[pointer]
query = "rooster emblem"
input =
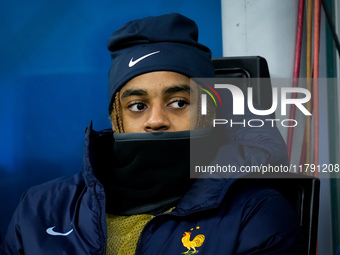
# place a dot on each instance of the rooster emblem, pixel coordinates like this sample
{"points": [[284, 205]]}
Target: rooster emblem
{"points": [[192, 244]]}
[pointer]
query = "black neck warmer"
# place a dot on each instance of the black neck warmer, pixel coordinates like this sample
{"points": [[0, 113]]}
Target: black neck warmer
{"points": [[148, 173]]}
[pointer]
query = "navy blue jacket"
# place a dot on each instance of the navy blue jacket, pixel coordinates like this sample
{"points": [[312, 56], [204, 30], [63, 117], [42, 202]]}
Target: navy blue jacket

(DIRECTIONS FOR THIS TASK):
Reproduce the material above verbatim, line for line, from start to finish, and omit the pictures.

(SOLUTION FOR THIS PROBLEM):
[pointer]
query = "rooster emblem"
input =
# place a dot on each instance of the rooster emblem, pixel coordinates like this sample
{"points": [[284, 205]]}
Target: rooster emblem
{"points": [[192, 244]]}
[pointer]
query = "black neck warmer"
# place a dot on each instance of the black neck warmer, pixel coordinates like this sample
{"points": [[0, 113]]}
Target: black neck warmer
{"points": [[148, 173]]}
[pointer]
query = "navy blue jacket"
# place a dot on each instance of the navy blue jacket, pixel coordinates like this sample
{"points": [[312, 56], [204, 30], [63, 117], [42, 202]]}
Target: navy blue jacket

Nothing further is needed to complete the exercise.